#### DATA ENTRIES ####

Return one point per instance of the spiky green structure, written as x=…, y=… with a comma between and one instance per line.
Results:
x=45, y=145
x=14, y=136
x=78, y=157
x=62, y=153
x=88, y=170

####

Render every line of the records above as a Markdown table, with a Row column for the line number and a Line column for the text, skipping any blank lines.

| Row | Line |
|---|---|
| 1 | Return one point per instance of the spiky green structure, written as x=…, y=… with a comma between and one instance per line. |
| 2 | Results: |
| 3 | x=45, y=145 |
| 4 | x=14, y=136 |
| 5 | x=78, y=157 |
| 6 | x=62, y=153 |
| 7 | x=88, y=170 |